Exercise instructions
Instruction for the entries that follow: retype exactly the lines from the line with "Mark the yak-42d jet." to the line with "Mark the passenger window.", both included, and omit all others.

Collected data
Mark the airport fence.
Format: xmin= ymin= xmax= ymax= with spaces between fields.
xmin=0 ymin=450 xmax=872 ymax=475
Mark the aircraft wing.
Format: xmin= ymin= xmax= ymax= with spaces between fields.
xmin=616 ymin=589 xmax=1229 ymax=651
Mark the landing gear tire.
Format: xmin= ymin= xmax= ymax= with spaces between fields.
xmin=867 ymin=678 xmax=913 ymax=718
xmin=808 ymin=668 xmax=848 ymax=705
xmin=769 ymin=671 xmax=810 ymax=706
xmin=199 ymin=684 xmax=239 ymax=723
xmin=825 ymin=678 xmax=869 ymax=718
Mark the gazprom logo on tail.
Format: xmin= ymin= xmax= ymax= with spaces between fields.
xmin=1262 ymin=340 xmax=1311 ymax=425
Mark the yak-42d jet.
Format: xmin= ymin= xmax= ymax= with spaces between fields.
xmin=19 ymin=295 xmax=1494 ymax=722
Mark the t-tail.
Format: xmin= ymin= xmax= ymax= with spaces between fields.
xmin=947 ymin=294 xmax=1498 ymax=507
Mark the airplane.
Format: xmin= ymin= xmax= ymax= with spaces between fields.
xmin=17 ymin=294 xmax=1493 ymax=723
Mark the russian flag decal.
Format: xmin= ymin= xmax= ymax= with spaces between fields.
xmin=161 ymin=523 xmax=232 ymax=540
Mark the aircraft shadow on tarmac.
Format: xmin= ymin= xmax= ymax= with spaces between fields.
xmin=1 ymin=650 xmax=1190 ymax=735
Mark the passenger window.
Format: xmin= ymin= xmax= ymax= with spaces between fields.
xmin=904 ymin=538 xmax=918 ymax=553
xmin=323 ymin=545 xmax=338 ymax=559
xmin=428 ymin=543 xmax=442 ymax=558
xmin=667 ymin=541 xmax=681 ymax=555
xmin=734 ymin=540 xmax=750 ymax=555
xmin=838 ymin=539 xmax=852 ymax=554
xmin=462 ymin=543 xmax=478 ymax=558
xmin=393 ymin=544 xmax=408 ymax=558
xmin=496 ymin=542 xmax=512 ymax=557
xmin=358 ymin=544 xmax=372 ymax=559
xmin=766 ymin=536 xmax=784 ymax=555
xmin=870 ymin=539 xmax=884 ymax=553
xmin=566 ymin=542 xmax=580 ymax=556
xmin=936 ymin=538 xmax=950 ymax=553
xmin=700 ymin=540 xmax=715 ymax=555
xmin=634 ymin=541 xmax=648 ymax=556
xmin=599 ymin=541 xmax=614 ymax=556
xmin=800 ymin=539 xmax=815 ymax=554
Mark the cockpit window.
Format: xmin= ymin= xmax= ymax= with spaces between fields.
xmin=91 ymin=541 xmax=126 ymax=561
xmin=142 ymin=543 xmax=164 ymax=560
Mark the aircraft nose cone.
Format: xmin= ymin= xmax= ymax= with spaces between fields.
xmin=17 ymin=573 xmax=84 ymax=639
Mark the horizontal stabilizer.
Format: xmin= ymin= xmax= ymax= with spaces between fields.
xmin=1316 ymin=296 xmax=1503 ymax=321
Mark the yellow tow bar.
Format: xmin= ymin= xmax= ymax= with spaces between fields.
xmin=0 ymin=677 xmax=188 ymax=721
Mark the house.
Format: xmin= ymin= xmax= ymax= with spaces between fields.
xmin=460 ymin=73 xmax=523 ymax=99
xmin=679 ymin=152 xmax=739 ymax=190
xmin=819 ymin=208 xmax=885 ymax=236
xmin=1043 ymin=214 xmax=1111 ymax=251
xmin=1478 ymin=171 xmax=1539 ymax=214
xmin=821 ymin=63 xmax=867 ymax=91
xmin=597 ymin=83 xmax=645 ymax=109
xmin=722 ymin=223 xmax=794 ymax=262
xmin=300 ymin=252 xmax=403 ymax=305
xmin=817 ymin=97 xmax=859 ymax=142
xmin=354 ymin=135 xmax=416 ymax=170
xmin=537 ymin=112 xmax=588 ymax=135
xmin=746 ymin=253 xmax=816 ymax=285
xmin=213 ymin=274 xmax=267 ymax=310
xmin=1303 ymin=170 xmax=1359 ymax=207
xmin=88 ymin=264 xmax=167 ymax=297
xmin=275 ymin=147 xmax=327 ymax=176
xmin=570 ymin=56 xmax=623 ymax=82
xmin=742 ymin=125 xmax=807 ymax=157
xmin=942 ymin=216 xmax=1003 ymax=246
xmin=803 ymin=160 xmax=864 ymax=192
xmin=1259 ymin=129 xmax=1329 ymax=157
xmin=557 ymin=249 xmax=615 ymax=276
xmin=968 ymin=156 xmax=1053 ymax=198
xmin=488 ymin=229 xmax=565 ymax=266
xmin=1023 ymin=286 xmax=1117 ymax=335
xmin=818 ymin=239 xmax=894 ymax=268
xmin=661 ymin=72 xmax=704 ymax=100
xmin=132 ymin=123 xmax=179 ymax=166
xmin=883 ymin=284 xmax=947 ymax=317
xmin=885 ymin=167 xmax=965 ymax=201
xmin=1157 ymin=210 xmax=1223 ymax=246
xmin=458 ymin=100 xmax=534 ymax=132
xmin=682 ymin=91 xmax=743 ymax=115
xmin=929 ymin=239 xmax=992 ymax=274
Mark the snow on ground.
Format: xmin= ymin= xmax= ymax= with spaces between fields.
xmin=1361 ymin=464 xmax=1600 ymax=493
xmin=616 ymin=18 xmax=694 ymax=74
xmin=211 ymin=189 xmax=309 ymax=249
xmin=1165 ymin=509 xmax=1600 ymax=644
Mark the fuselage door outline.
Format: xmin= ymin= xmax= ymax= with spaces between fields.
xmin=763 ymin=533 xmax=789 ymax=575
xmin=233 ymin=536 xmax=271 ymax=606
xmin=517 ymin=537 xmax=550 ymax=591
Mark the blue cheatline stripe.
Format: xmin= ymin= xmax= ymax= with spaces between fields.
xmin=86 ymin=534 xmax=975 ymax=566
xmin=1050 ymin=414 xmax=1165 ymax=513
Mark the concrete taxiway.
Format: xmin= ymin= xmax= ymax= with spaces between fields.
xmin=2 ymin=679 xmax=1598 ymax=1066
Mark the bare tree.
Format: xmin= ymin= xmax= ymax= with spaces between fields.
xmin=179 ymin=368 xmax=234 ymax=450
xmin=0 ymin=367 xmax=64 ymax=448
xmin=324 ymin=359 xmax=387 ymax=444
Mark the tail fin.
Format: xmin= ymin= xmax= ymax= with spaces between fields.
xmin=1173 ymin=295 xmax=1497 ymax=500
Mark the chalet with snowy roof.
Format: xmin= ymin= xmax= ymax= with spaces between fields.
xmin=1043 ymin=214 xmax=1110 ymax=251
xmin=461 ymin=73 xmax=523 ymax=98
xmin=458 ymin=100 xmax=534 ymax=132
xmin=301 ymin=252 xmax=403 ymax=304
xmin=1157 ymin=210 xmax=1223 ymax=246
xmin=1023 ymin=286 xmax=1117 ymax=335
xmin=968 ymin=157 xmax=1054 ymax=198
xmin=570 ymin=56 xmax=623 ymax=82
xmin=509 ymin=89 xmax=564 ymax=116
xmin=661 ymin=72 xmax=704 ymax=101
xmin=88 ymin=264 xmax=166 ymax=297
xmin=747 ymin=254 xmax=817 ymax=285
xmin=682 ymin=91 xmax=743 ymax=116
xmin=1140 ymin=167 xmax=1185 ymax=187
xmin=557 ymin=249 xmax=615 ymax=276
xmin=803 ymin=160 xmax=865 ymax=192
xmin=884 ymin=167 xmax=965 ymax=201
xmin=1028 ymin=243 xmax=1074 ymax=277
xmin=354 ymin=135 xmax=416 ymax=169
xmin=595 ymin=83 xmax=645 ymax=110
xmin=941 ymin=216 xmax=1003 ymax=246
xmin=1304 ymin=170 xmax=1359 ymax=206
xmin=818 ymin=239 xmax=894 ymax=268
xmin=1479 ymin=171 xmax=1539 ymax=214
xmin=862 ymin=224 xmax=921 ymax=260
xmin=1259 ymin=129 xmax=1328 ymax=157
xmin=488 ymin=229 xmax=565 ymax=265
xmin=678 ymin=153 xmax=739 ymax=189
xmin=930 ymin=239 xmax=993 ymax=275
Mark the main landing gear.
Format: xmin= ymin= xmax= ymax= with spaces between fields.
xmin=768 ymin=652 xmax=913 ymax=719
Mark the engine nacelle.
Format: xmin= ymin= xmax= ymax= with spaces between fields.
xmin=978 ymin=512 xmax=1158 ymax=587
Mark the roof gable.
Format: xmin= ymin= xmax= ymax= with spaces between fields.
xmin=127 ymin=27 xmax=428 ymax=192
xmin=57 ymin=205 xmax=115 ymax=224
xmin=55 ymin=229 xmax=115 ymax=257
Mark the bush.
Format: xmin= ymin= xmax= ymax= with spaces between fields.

Exercise answer
Mark the yak-42d jet.
Format: xmin= ymin= xmax= ymax= with spaces between fields.
xmin=19 ymin=295 xmax=1494 ymax=722
Mark the t-tail.
Format: xmin= ymin= xmax= ymax= with spaces between fields.
xmin=947 ymin=294 xmax=1498 ymax=507
Mark the airplane.
Format: xmin= ymin= xmax= ymax= with spaces between fields.
xmin=17 ymin=294 xmax=1493 ymax=723
Mark the russian flag decal.
Format: xmin= ymin= xmax= ymax= with spaces between fields.
xmin=161 ymin=523 xmax=232 ymax=540
Mark the aircraft shadow on tarmac.
Format: xmin= ymin= xmax= ymax= with spaces between fields.
xmin=1 ymin=650 xmax=1190 ymax=735
Mark the passenger window.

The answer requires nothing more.